One reason for the discrepancy in Canada is that the financial pinch is largely due to rising interest rates and inflation over the past two years. In Canada, about 34% of homeowners are mortgage-free, and a notable portion of the wealthier population owns their vehicles outright, allowing them to better weather the increases in food and other prices. However, many with mortgages have seen increased payments of over $500 per month, and new vehicle costs have risen by almost $250 per month.

These factors have left many in Canada and the US feeling like we’re already in a recession, even though employment remains stable and GDP hasn’t dipped into negative growth. According to a June 5th Bank of Canada press release, “Overall, recent data suggests the economy is still operating in excess supply.” The Financial Post noted that Canada entered this territory last summer, prompting the BoC to raise rates twice more.

In Canada, these economic cracks are starting to widen. In recent months, unemployment has climbed by 140 basis points. Over the past sixty years, not once was a recession avoided with such an increase in the jobless rate. Additionally, business sectors are facing challenges, with insolvencies hitting their highest rates since the Great Recession. New data shows business insolvencies are up 32% from the last quarter and almost 90% from the same quarter last year. Discretionary spending cuts have hit sectors like food and accommodations the hardest, but construction, transportation, and manufacturing are also becoming insolvent.

A recent Business Insider article discusses the potential implications if the US economy sinks into recession and the stock market bubble pops. Legendary investor Warren Buffett’s market indicator, commonly called the “Buffett Indicator,” suggests stocks would be cheap at a 70% or 80% reading and fair at 100%. Currently, the indicator reads 188%, higher than during the 1929, dot-com, and Great Recessions. This might explain why Berkshire Hathaway has increased its cash holdings by 70% in the last 24 months.

#### What this exercise asks
a) Set down the stretch of the passage on Canada's economy from "One reason for" through "almost $250 per month." word for word.
b) According to the passage on Canada's economy, how much has unemployment in Canada climbed in recent months?
c) Decide whether each statement agrees with the passage on Canada's economy, and support each yes or no with a quotation from it: (i) About 34% of homeowners in Canada are mortgage-free. (ii) The Buffett Indicator currently reads 100%. (iii) Business insolvencies are up 32% from the same quarter last year.

#### Supplied data
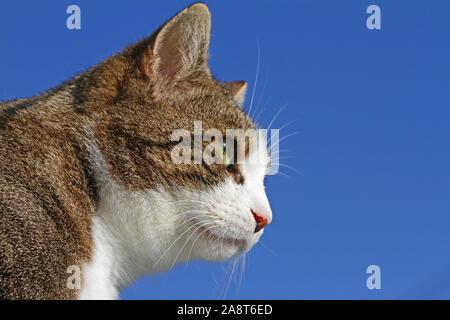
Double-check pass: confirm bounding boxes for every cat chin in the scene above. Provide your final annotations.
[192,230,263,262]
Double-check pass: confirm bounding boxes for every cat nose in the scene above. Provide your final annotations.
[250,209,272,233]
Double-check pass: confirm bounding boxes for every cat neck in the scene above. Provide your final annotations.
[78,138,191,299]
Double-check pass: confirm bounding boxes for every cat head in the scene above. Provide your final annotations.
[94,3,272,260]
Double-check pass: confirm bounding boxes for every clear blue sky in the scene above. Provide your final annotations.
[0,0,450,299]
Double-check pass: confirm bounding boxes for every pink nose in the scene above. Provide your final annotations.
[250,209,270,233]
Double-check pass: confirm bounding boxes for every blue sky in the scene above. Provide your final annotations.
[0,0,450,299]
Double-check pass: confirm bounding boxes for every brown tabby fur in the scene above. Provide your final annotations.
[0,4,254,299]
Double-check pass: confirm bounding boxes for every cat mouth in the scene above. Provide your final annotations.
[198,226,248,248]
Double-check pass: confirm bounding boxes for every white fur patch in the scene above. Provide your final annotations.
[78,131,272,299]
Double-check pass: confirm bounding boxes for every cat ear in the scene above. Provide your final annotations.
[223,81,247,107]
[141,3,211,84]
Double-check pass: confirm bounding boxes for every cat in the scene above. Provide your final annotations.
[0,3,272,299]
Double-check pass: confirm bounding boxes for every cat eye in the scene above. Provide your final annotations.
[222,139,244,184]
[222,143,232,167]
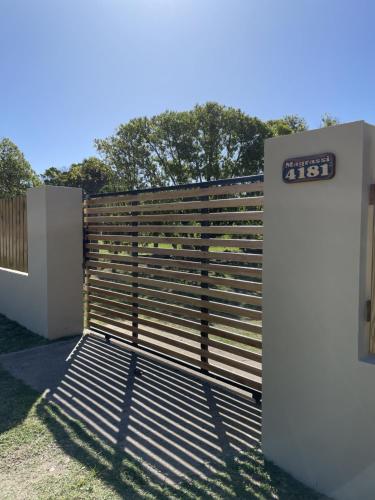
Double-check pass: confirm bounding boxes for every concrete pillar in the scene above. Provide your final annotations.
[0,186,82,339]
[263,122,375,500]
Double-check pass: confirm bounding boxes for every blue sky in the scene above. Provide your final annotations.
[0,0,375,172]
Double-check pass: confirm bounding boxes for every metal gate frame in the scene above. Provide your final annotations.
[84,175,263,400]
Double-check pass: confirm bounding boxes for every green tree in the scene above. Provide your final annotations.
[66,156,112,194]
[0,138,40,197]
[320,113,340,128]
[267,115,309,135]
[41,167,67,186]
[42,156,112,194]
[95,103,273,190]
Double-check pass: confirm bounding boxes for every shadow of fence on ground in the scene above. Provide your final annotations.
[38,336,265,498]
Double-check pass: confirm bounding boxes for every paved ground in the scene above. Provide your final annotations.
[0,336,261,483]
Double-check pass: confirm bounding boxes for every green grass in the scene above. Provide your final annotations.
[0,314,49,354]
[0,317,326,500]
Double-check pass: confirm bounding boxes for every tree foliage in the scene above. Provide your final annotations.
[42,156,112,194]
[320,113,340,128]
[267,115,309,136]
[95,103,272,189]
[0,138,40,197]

==

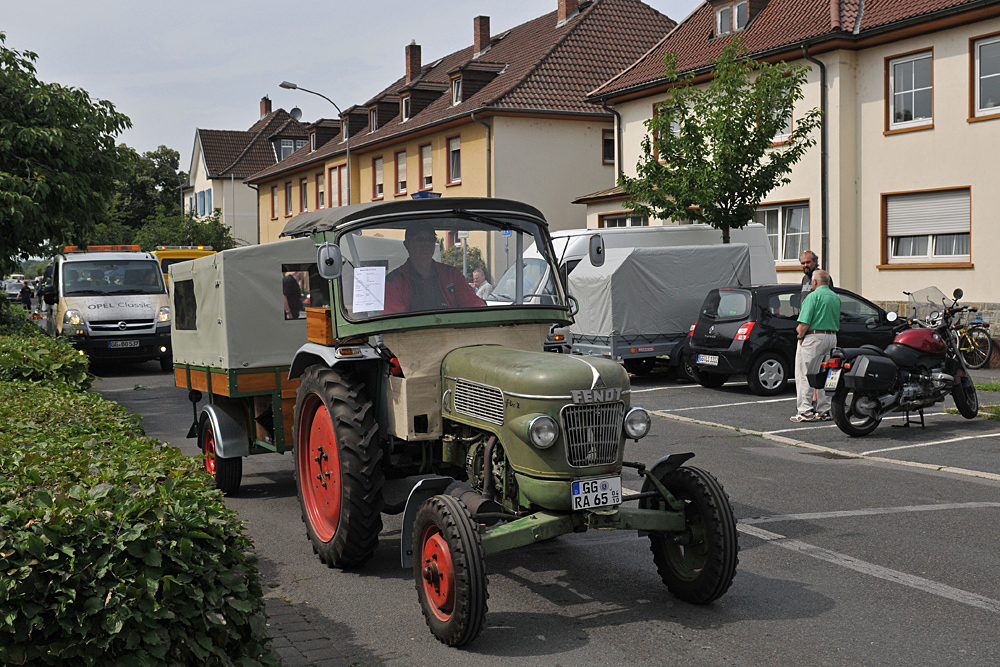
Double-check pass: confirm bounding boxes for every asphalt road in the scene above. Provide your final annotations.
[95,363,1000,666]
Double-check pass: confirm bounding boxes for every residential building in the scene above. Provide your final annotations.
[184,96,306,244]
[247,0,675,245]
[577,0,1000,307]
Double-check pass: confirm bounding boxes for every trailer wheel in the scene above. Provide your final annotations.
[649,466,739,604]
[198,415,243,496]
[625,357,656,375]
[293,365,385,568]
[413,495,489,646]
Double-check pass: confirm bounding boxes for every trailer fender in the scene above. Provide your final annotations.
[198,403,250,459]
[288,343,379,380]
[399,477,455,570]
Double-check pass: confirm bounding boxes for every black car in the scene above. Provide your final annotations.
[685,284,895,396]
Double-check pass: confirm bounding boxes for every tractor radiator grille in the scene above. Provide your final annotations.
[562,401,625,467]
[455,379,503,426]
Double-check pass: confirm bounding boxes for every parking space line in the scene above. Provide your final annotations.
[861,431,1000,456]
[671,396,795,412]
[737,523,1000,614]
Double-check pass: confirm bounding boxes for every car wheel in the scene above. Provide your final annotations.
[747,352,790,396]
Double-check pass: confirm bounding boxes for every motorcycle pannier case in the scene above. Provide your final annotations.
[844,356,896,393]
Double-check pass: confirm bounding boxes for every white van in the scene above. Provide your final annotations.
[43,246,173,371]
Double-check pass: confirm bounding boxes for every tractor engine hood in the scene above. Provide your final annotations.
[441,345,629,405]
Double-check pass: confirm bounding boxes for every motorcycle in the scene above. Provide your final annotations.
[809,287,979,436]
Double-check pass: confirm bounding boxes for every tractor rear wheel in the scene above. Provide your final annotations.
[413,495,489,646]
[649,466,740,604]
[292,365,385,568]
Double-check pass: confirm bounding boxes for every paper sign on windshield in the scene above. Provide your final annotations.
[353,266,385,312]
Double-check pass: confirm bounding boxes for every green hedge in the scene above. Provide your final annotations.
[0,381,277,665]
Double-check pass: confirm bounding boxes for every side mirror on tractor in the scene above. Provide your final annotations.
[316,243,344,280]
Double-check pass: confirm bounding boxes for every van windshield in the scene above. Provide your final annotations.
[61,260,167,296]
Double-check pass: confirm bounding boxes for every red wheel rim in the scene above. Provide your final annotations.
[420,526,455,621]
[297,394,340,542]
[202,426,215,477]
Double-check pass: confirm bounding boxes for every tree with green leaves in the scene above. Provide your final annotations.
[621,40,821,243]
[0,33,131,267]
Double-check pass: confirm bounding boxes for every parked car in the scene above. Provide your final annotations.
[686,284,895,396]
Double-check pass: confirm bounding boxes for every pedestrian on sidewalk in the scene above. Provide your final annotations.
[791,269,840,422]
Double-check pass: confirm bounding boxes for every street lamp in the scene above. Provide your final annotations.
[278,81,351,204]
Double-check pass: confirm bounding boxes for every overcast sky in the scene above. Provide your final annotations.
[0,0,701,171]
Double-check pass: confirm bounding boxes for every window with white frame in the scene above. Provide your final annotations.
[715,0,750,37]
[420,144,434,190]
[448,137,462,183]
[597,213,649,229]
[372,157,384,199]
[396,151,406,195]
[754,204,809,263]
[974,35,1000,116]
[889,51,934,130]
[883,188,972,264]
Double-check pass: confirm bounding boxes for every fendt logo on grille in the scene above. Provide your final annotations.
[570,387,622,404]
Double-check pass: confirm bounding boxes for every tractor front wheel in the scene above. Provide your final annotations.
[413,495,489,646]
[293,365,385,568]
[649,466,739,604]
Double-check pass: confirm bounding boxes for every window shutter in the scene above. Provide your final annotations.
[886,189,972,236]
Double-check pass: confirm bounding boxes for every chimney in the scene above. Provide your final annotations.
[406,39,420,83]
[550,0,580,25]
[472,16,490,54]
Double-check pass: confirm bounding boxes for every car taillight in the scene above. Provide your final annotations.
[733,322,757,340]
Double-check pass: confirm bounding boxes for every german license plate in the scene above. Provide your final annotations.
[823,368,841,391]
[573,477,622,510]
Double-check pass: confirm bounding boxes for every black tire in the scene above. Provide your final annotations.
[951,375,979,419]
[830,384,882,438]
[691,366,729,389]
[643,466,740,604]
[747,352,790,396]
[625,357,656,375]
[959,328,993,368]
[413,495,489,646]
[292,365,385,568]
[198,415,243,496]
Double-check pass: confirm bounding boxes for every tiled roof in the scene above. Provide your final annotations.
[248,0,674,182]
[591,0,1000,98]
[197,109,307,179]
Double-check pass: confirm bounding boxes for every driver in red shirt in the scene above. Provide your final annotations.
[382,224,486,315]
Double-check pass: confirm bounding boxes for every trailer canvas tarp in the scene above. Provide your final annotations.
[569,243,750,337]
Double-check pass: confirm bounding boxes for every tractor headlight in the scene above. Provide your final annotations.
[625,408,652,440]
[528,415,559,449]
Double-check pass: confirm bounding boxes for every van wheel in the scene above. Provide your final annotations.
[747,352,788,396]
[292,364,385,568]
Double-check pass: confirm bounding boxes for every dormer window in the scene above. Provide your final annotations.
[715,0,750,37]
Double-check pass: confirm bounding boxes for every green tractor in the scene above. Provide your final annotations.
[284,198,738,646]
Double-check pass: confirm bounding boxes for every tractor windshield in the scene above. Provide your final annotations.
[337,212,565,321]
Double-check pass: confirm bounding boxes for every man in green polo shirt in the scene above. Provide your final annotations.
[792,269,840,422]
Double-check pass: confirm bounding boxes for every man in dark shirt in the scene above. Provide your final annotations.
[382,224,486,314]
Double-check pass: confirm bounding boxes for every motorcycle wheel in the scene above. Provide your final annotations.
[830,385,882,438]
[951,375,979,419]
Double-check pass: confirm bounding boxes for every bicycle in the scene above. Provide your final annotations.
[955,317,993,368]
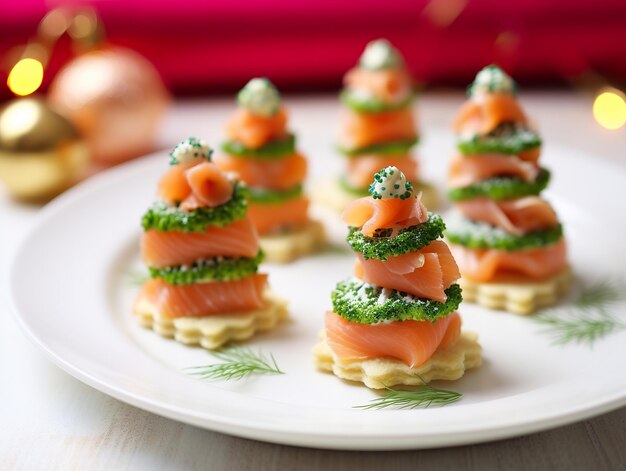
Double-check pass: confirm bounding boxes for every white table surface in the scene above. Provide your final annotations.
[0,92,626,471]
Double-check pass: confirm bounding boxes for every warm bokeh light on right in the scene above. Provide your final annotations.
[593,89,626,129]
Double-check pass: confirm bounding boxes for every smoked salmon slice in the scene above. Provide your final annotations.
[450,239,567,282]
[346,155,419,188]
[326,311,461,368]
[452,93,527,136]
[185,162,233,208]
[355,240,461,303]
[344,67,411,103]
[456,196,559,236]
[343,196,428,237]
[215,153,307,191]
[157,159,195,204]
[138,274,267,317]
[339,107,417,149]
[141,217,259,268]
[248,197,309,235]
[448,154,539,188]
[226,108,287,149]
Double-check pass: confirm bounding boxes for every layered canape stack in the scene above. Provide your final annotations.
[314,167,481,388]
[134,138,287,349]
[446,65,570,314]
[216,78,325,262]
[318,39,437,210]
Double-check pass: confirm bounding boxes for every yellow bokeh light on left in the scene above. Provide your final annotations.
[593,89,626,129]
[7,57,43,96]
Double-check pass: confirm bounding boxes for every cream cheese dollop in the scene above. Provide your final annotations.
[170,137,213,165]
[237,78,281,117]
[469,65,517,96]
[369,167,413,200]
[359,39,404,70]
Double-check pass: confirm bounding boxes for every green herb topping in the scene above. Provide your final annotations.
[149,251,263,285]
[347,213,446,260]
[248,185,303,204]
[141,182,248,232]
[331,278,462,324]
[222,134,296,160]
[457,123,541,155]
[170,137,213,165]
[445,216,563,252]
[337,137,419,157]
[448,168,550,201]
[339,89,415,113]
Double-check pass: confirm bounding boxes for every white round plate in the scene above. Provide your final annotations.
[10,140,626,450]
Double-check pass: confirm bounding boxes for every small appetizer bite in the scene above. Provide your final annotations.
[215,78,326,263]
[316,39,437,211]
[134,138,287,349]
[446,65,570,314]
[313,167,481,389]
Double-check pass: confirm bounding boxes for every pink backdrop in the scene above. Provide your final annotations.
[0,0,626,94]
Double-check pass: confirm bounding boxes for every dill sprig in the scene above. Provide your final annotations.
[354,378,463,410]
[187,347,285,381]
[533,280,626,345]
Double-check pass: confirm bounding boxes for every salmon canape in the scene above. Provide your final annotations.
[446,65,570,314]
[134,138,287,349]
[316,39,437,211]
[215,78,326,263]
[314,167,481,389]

#### Expected answers
a)
One reason for the discrepancy in Canada is that the financial pinch is largely due to rising interest rates and inflation over the past two years. In Canada, about 34% of homeowners are mortgage-free, and a notable portion of the wealthier population owns their vehicles outright, allowing them to better weather the increases in food and other prices. However, many with mortgages have seen increased payments of over $500 per month, and new vehicle costs have risen by almost $250 per month.

b) 140 basis points

c)
(i) Yes: "In Canada, about 34% of homeowners are mortgage-free"
(ii) No: "Currently, the indicator reads 188%"
(iii) No: "business insolvencies are up 32% from the last quarter and almost 90% from the same quarter last year"